### Page text
> I have just had a renewal quote for my motor insurance which notes
> 'about claims & losses' - £TBC Accident Damage September 2010. Anyone
> know what £TBC stands for?
To Be Confirmed.
To Be Confirmed - Thanks Adrian - simple innit? :-)
OK when do you think that you will be able to confirm what TBC stands for?
Andy
--
DNA signature encryption key........
ATTGGTGCATTACTTCAGGCTCT
Sorry Andy - I thought I was thanking you for your suggestion.
For some reason I hadn't picked up your 1st reply here in 'uk.legal' but via
Google, (and it still does not appear here for me), and so I couldn't do a
reply to your message here.
Or it may be that I am missing your humour :-) :-)
In any event - thank you (I think) for your help :-)
dfrog
You and me too Phister - but Insurance companies are nothing compared to the
training in this area that NHS people get.

### List of tasks
a: Answer the following about the newsgroup thread on the insurance quote, one answer per line:
(i) What kind of insurance was the renewal quote for?
(ii) In which newsgroup had the writer not seen Andy's first reply?
(iii) Which month and year are listed next to "Accident Damage" in the quote?
b: Reproduce the newsgroup thread on the insurance quote between "OK when do you" and "humour :-) :-)", inclusive, substituting "a search engine" for "Google".
c: Extend the newsgroup thread on the insurance quote with a few more posts in the same style, beginning right after its final message.

### Saved data entries

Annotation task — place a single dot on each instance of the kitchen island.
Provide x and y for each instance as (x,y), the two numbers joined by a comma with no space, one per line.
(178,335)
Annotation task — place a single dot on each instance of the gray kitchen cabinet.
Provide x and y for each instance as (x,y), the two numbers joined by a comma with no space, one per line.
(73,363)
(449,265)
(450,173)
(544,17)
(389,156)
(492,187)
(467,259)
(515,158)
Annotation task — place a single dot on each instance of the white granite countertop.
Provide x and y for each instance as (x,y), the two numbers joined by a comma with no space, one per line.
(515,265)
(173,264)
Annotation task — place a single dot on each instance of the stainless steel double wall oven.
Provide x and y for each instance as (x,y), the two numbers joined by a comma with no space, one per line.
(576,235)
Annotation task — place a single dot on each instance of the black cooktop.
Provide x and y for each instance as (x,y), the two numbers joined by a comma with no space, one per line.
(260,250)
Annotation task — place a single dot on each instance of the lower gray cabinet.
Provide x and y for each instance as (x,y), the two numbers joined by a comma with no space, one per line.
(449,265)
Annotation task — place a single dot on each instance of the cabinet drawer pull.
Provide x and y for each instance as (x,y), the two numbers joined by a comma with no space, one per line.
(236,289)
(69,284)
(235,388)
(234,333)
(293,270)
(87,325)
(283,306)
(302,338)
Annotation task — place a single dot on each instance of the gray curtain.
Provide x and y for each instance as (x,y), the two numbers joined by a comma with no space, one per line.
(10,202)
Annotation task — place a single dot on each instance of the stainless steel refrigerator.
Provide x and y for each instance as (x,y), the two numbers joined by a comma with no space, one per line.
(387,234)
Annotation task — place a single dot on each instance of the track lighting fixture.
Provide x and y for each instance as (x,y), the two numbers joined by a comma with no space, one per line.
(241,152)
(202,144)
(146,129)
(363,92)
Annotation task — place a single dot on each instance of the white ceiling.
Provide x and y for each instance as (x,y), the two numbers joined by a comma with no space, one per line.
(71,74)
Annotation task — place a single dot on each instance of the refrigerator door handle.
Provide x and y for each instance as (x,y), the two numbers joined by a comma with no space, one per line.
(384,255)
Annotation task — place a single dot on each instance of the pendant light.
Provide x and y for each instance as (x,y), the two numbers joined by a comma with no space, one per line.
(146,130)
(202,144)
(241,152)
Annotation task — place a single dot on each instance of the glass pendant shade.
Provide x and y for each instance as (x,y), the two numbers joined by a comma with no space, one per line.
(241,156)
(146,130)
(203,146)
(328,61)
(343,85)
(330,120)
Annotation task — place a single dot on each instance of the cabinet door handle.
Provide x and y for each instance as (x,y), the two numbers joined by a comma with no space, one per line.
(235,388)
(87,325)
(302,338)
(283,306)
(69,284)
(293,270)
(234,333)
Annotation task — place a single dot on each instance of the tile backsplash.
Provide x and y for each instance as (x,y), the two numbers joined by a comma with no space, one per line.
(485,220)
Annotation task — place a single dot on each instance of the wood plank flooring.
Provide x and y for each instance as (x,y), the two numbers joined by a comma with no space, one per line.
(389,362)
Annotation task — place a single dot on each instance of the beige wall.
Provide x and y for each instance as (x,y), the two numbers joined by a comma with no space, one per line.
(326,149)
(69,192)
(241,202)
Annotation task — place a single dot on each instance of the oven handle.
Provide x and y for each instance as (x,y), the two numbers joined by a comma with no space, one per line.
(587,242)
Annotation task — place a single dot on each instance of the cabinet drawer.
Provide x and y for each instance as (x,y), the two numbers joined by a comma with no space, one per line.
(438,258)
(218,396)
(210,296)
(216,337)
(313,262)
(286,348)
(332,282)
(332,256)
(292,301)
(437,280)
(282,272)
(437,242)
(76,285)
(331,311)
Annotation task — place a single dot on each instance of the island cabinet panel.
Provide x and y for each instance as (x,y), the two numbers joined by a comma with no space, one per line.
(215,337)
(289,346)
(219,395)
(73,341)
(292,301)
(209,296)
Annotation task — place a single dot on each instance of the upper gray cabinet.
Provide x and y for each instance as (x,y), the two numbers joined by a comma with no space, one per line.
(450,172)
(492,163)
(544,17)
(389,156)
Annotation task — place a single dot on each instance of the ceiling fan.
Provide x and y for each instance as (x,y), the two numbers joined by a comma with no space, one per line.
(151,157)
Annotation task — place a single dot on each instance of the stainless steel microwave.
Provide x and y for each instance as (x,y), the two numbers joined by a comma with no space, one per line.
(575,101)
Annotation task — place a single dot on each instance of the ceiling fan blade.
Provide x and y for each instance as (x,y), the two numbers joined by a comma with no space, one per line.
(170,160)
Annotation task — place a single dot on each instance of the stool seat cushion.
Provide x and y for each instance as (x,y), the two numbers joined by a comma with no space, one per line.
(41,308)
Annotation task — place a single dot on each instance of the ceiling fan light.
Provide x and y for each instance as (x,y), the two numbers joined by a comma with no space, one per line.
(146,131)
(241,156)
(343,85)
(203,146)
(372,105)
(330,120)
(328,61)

### Solved problems
a:
(i) Motor insurance.
(ii) 'uk.legal'.
(iii) September 2010.

b:
OK when do you think that you will be able to confirm what TBC stands for?
Andy
--
DNA signature encryption key........
ATTGGTGCATTACTTCAGGCTCT
Sorry Andy - I thought I was thanking you for your suggestion.
For some reason I hadn't picked up your 1st reply here in 'uk.legal' but via
a search engine, (and it still does not appear here for me), and so I couldn't do a
reply to your message here.
Or it may be that I am missing your humour :-) :-)

c:
I have an involvement (as a member of the public) with an NHS Foundation
Trust, and as an absolute layman in terms of clinical/medical knowledge, I
find clinical/medical issues far easier to understand that all the
abbreviations these very nice people use :-)
Thanks for your reply
dfrog
OOOPS
You're 'Andy' NOT 'Adrian' (who was the one who helped) Gulp :-)
And I spotted why I hadn't seen Adrian's reply here - he has a gmail address
which get filtered out for me :-)
dfrog
Lol, how risible!
I dread to think how long your Deoxyribonucleic Acid signature would
stretch, if we had to spell out Adenine Thymine Thymine...
When you can you confirm which abbreviation you want to know about?